(WHAT YOU ARE ASKED TO DO) Rewrite the stretch of data from the start through the line containing "[301,202,313,234]", swapping "plantation shutter" for "louvered shutter" and leaving everything else as it is.

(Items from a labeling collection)
>>>
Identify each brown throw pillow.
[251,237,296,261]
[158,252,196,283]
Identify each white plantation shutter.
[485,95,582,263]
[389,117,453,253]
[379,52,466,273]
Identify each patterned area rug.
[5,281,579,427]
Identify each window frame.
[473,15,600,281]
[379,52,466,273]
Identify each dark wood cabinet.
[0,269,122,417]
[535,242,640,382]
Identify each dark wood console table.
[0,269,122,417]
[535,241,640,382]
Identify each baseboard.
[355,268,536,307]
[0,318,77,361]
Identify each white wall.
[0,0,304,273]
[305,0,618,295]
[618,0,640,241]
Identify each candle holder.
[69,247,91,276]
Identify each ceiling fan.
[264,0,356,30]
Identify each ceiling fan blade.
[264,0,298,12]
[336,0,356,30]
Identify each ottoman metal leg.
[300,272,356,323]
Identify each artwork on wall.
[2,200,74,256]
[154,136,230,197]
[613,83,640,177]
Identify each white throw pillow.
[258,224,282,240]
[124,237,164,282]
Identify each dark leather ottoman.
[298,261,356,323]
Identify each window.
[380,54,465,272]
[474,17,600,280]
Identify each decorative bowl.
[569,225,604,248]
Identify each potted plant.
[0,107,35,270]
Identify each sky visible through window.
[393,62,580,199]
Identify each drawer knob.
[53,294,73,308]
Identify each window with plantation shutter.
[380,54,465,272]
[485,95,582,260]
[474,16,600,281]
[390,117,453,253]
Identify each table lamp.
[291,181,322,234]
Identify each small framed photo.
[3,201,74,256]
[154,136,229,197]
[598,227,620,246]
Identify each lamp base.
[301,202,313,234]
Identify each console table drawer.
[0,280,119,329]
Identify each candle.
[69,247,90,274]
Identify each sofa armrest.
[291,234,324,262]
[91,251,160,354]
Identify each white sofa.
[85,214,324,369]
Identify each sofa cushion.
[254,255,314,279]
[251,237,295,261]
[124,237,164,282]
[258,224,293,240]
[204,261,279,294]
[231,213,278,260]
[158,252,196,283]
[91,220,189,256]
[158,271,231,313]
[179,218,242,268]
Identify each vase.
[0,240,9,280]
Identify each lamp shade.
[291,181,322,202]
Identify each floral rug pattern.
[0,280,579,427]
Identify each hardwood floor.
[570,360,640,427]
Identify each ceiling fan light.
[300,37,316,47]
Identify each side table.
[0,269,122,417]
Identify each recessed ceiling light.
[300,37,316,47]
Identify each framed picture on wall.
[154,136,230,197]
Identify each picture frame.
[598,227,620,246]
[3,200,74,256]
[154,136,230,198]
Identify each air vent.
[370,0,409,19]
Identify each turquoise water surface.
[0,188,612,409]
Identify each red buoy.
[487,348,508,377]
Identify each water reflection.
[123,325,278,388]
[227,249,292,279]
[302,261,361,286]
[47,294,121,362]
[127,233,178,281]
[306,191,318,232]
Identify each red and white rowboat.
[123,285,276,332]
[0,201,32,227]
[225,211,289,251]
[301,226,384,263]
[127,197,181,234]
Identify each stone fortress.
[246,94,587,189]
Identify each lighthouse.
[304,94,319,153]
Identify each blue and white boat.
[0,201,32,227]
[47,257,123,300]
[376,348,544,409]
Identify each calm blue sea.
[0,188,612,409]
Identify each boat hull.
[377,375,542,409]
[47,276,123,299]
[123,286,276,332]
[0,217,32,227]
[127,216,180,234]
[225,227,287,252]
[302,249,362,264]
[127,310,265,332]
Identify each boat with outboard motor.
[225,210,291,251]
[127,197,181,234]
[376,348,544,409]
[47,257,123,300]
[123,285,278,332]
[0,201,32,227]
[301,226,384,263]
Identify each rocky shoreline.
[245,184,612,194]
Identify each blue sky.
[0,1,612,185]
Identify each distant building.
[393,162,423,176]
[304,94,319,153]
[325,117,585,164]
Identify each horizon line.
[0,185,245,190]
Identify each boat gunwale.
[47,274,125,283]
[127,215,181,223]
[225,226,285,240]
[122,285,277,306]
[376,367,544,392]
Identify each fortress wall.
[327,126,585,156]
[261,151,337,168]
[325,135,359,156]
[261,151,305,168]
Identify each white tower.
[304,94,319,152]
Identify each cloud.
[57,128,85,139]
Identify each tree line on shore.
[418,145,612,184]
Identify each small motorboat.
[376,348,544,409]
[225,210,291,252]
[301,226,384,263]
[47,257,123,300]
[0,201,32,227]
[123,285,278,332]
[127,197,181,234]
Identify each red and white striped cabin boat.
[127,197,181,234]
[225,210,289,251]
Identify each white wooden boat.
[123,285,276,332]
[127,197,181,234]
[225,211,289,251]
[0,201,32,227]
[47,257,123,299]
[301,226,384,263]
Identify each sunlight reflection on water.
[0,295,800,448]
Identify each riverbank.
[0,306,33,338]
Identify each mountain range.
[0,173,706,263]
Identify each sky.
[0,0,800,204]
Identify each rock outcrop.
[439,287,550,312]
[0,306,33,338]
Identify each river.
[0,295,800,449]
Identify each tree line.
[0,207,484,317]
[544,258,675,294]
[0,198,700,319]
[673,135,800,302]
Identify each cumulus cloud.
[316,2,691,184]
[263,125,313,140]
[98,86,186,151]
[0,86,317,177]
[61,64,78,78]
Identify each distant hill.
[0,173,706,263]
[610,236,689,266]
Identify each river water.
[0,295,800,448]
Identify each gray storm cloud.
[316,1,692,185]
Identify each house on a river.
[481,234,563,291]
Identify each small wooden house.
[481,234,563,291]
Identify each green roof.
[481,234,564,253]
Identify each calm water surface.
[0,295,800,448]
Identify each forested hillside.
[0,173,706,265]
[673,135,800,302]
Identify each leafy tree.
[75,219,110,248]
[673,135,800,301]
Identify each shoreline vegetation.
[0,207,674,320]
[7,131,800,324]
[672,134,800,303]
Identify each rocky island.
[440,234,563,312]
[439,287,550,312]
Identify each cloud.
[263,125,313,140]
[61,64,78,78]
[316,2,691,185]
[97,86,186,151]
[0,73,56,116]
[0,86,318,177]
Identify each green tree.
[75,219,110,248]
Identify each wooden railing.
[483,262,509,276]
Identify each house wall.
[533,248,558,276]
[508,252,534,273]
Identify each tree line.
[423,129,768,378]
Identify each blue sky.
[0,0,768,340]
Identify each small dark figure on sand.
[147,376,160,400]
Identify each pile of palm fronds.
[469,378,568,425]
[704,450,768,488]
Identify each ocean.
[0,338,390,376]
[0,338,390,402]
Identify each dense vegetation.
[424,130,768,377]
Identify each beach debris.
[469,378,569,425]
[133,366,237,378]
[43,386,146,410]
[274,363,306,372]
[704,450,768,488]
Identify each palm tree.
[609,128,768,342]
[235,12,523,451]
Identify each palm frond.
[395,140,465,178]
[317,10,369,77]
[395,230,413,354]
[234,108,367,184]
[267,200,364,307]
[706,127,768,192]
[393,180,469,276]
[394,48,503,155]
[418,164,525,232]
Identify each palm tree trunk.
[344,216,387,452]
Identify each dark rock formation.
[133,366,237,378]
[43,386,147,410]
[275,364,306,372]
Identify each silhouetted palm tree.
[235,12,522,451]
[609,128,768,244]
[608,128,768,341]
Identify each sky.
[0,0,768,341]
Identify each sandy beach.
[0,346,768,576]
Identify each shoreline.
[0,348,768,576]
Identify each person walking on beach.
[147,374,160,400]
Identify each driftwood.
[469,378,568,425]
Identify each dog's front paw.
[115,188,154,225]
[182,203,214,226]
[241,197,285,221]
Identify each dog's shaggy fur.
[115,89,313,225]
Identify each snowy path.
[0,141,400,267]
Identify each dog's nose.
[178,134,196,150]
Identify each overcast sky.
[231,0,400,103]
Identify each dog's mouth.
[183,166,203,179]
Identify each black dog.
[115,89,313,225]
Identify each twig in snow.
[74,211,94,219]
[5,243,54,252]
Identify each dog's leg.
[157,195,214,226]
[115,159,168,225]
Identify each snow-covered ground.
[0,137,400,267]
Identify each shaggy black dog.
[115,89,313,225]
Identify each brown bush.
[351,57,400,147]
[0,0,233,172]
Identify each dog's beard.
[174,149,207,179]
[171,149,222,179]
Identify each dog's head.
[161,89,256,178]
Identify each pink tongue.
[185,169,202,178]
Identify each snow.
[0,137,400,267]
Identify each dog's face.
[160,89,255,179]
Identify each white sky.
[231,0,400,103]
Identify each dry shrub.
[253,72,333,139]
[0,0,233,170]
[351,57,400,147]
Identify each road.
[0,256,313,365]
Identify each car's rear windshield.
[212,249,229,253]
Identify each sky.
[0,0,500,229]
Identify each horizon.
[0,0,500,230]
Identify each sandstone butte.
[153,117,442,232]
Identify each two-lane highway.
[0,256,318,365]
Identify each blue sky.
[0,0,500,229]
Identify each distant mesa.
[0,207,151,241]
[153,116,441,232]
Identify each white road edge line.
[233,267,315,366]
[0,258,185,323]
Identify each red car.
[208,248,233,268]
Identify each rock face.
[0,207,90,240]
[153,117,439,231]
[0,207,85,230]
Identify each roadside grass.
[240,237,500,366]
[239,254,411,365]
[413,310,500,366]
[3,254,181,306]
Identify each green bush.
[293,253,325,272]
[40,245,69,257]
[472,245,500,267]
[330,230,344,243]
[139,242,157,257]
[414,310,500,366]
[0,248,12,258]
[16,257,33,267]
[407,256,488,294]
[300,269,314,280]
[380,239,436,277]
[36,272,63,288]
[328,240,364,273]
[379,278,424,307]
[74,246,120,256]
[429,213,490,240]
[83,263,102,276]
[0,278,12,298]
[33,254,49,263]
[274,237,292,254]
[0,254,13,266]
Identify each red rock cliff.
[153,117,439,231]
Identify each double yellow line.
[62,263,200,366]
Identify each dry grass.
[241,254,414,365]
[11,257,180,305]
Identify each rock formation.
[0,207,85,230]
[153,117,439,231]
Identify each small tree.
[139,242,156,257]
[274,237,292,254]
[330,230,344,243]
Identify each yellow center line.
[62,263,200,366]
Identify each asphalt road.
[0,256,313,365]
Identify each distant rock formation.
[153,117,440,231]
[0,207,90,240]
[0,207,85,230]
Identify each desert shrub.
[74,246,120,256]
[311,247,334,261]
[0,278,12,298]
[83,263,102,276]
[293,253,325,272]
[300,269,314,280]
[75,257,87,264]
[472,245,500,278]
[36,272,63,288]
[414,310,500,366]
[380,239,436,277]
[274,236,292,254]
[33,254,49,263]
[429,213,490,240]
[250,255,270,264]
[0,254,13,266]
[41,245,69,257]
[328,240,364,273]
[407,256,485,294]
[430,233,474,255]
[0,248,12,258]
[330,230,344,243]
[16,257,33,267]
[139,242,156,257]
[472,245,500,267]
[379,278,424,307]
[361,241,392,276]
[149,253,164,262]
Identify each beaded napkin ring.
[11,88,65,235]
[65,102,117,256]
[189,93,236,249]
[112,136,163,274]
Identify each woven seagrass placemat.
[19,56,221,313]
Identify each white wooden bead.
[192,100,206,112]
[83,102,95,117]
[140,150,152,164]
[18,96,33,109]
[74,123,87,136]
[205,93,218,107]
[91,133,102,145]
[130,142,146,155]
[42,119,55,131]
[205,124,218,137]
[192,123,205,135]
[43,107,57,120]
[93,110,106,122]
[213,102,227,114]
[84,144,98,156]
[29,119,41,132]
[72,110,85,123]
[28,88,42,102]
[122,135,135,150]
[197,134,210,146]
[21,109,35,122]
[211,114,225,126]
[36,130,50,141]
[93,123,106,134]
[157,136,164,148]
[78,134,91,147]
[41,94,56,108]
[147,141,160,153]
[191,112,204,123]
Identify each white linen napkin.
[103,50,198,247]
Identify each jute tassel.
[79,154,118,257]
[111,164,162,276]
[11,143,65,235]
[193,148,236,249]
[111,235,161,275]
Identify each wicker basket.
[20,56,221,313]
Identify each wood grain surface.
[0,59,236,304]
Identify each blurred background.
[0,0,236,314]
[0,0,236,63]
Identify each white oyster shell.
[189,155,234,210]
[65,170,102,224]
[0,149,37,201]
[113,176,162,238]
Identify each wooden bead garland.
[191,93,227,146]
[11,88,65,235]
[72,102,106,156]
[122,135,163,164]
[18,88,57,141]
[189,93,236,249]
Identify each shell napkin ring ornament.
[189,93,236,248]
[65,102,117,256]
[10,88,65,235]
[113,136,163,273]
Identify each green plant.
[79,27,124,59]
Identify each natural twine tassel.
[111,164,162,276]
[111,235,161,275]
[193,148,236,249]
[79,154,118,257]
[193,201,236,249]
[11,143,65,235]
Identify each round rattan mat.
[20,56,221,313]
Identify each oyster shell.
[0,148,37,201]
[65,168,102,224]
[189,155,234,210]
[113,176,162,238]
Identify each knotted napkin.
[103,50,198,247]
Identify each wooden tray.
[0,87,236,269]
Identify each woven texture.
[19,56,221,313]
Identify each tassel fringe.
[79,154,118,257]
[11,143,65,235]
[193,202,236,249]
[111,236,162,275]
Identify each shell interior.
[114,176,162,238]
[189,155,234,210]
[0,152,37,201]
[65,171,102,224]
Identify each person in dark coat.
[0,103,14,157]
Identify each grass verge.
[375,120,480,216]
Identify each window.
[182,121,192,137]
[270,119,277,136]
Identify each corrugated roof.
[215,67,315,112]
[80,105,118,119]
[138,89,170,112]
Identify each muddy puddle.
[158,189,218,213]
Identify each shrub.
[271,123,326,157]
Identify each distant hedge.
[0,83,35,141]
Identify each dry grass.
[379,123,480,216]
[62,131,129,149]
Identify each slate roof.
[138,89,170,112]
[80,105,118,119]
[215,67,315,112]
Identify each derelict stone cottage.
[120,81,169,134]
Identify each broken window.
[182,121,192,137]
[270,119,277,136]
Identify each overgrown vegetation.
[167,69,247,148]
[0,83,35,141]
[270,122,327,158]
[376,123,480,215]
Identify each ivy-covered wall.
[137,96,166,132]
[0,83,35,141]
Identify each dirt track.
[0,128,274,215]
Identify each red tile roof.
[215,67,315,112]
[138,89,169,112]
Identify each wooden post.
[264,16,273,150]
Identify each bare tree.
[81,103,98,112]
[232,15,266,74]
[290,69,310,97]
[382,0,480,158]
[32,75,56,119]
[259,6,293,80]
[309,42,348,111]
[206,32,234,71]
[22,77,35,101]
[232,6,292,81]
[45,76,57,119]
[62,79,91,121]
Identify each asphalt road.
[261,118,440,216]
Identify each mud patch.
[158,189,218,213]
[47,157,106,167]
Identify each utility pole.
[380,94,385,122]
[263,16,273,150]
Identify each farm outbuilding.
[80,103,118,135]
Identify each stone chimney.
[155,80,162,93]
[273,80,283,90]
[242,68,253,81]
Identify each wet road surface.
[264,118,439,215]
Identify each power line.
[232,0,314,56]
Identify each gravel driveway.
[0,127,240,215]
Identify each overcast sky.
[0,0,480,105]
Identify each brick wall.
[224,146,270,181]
<<<
(ANSWER IN FULL)
Identify each brown throw pillow.
[251,237,296,261]
[158,252,196,283]
Identify each white louvered shutter.
[485,95,582,263]
[389,117,453,253]
[379,52,466,273]
Identify each patterned area rug.
[5,281,579,427]
Identify each window frame.
[473,15,600,281]
[379,52,466,273]
Identify each dark wood cabinet.
[0,269,122,417]
[535,242,640,382]
Identify each dark wood console table.
[0,269,122,417]
[535,241,640,382]
Identify each baseboard.
[355,268,536,307]
[0,318,77,361]
Identify each white wall.
[0,0,304,273]
[305,0,618,295]
[618,0,640,241]
Identify each candle holder.
[69,247,91,276]
Identify each ceiling fan.
[264,0,356,30]
Identify each ceiling fan blade.
[264,0,298,12]
[336,0,356,30]
Identify each ottoman metal leg.
[300,272,356,323]
Identify each artwork on wall.
[2,200,74,256]
[154,136,230,197]
[613,83,640,177]
Identify each white throw pillow.
[258,224,282,240]
[124,237,164,282]
Identify each dark leather ottoman.
[298,261,356,323]
Identify each window.
[380,54,465,272]
[474,17,600,280]
Identify each decorative bowl.
[569,225,604,248]
Identify each potted plant.
[0,107,35,270]
Identify each sky visible through window.
[393,62,580,199]
Identify each drawer knob.
[53,294,73,308]
Identify each window with louvered shutter.
[380,54,465,272]
[485,95,582,260]
[474,16,600,281]
[390,117,453,253]
Identify each table lamp.
[291,181,322,234]
Identify each small framed photo.
[3,201,74,256]
[154,136,229,197]
[598,227,620,246]
Identify each lamp base.
[301,202,313,234]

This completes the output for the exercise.